**Instructions to follow**
Resume the passage below about the UCF team's research linking the MAP bacterium to rheumatoid arthritis, starting right after its final sentence.
++++ Extracted text
UCF medical team is just the combine needed to buttress the research undertaken. It is the combine of UCF infectious disease specialist–Dr. Saleh Naser, a rheumatologist at UCF’s physician practice–Dr. Shazia Bég and a biomedical sciences doctoral candidate at the medical school—Robert Sharp. The combine carries all the needed specialities on board. The collaboration between the three has provided the relevant inferences reached so far in the ongoing research. The research was based on a definite background. The bacterial strain—MAP had already been implicated in a disease related to RA. The disease known as Crohn’s disease has the same genetic disposition as RA. Both these disorders are treated with immunosuppressive drugs. As already noted RA involves an excessive immune reaction. Immunosuppressive drugs are drugs which suppress the immune reaction. One of the three UCF researchers—Dr. Naser had discovered a connection between MAP and Crohn’s disease. In United Stated the ‘Federal Drug Administration (FDA)’ has approved clinical trial to treat Crohn’s patients with antibiotics in first ever phase III-FDA approved clinical trial, while as like RA it is treated with immunosuppressive drugs. The similarities led the team to investigate whether MAP could also be linked to RA, and the research to establish the link took-off.
++++++++
++++ Given records
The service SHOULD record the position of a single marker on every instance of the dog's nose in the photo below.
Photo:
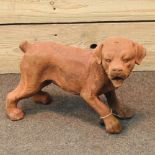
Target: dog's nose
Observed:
(117, 70)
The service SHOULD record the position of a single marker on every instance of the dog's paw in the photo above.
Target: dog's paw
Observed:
(15, 114)
(42, 98)
(112, 125)
(124, 113)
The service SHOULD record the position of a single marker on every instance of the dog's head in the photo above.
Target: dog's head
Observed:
(118, 56)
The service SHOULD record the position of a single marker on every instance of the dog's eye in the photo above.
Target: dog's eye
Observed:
(108, 60)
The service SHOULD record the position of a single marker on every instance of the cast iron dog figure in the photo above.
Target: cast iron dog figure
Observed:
(88, 73)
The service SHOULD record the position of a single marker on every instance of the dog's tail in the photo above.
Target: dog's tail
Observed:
(24, 46)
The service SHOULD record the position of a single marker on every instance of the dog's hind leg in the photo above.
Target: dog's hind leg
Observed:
(43, 97)
(27, 86)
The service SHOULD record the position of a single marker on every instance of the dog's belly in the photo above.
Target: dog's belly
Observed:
(70, 81)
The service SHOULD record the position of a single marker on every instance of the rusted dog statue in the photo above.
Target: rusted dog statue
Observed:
(88, 73)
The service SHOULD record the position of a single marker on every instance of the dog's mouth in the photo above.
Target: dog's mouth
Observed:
(117, 81)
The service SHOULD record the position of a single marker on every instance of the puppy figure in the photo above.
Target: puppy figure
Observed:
(88, 73)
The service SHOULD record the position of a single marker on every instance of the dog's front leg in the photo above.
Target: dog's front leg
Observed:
(119, 108)
(111, 123)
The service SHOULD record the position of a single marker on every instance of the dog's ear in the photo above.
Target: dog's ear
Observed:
(140, 53)
(98, 53)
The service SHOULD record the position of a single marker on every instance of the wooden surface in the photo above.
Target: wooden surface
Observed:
(74, 22)
(81, 35)
(53, 11)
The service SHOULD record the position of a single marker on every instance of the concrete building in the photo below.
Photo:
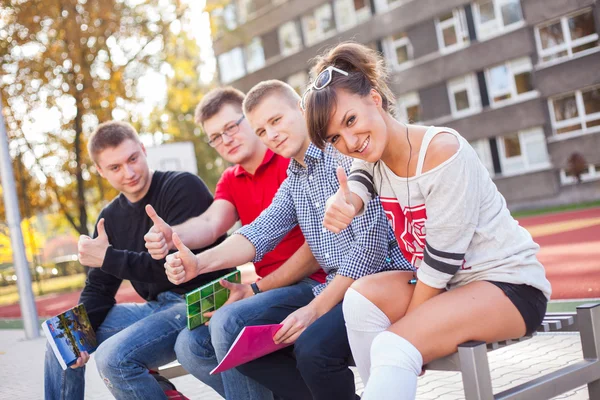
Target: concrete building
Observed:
(520, 79)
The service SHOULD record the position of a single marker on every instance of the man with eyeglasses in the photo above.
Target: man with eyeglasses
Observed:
(242, 193)
(316, 367)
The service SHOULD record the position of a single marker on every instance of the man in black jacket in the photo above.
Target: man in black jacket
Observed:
(133, 338)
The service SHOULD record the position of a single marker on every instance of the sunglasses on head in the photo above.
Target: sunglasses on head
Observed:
(323, 80)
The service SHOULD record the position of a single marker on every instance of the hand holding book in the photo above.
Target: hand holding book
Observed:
(295, 323)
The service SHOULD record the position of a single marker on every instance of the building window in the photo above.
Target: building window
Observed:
(299, 81)
(510, 81)
(231, 65)
(318, 25)
(224, 19)
(566, 37)
(482, 148)
(464, 96)
(289, 38)
(255, 55)
(452, 31)
(409, 108)
(246, 10)
(523, 152)
(398, 49)
(576, 113)
(592, 174)
(494, 17)
(349, 13)
(384, 5)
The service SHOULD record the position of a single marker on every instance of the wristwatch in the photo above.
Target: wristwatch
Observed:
(255, 288)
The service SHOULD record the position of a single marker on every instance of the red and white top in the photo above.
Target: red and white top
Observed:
(451, 222)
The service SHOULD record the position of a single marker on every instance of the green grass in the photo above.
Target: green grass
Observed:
(63, 284)
(567, 207)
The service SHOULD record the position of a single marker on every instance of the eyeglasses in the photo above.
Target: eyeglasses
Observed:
(323, 80)
(217, 138)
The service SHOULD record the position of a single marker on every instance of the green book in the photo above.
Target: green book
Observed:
(207, 298)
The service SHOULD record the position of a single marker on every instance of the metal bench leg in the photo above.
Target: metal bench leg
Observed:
(588, 319)
(475, 370)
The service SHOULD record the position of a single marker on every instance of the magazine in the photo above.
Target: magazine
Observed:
(69, 334)
(252, 342)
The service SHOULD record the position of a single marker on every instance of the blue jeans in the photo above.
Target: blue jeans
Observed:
(199, 351)
(132, 339)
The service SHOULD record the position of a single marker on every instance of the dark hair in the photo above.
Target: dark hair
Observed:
++++++++
**Answer for this exercise**
Moving from a treatment regimen of immunosuppression to treatment with antibiotics in related disorders like RA and Crohn’s disease would definitely need further research. The very fact however of clinical trials being allowed by FDA to treat Crohn’s patients with antibiotics has put the research on the right path. Dr. Shazia Beg has an interesting role in the research for which she recruited 100 of her patients who volunteered serum samples for testing. Seventy-eight percent of the patients with rheumatoid arthritis were found to have a mutation in the PTPN2/22 gene. It is relevant to note that the same genetic mutation was found in Crohn’s patients, and 40 percent of that number tested positive for MAP. It has led Dr. Naser to comment, “We believe that individuals born with this genetic mutation and who are later exposed to MAP through consuming contaminated milk or meat from infected cattle are at a higher risk of developing rheumatoid arthritis.” Whether the two diseases– Crohn’s and RA can occur simultaneously in the same patient is also a matter of investigations. Case studies have reported that some patients of RA suffer from Crohn’s disease and vice versa, the researchers say a national study is needed to investigate the incidence of the two diseases in the same patients.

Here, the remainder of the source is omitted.